++++ Selected extract
More than 50 tribal chiefs and women representatives from Marovo to Roviana lagoon gathered in Munda to attend the conference.
Prime Minister Gordon Darcy Lilo officially opened the conference.
The conference is part of a serious of awareness and consultation with landowning groups throughout the country of the national government’s land reform policy
In his opening address Prime Minister Gordon Darcy Lilo told conference delegates that the country is facing serious problems with development as a result of land disputes.
“Disputes after disputes over ownership, boundaries, leadership and use are so rampant that many people have been forced from the land.
"Our land resource, therefore, is no longer seen by many as a source of happiness, progress and prosperity. It is now the source of our pains, our sufferings, our loneliness and our frustrations”.
“Instead of it becoming the nation’s springboard for wealth generation and progress, it is now the cause of our misery and poverty”. Prime Minister Lilo said.
With the ongoing land disputes throughout the country, the NCRA Government is taking proactive and aggressive policy measures to address the country’ s customary land problems.
++++++++
++++ Information supplied
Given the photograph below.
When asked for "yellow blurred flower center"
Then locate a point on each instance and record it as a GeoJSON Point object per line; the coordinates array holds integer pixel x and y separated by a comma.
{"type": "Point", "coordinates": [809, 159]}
++++++++
**Given exercise 1:**
Copy the passage of the land conference report word for word, from "Prime Minister Gordon Darcy Lilo officially" to "Minister Lilo said.", inclusive.
**Given exercise 2:**
According to the land conference report, what are disputes over? List every one.
**Given exercise 3:**
In the land conference report, where did the tribal chiefs and women representatives gather for the conference?

**Full solution 1:**
Prime Minister Gordon Darcy Lilo officially opened the conference.
The conference is part of a serious of awareness and consultation with landowning groups throughout the country of the national government’s land reform policy
In his opening address Prime Minister Gordon Darcy Lilo told conference delegates that the country is facing serious problems with development as a result of land disputes.
“Disputes after disputes over ownership, boundaries, leadership and use are so rampant that many people have been forced from the land.
"Our land resource, therefore, is no longer seen by many as a source of happiness, progress and prosperity. It is now the source of our pains, our sufferings, our loneliness and our frustrations”.
“Instead of it becoming the nation’s springboard for wealth generation and progress, it is now the cause of our misery and poverty”. Prime Minister Lilo said.

**Full solution 2:**
Ownership, boundaries, leadership, and use.

**Full solution 3:**
In Munda.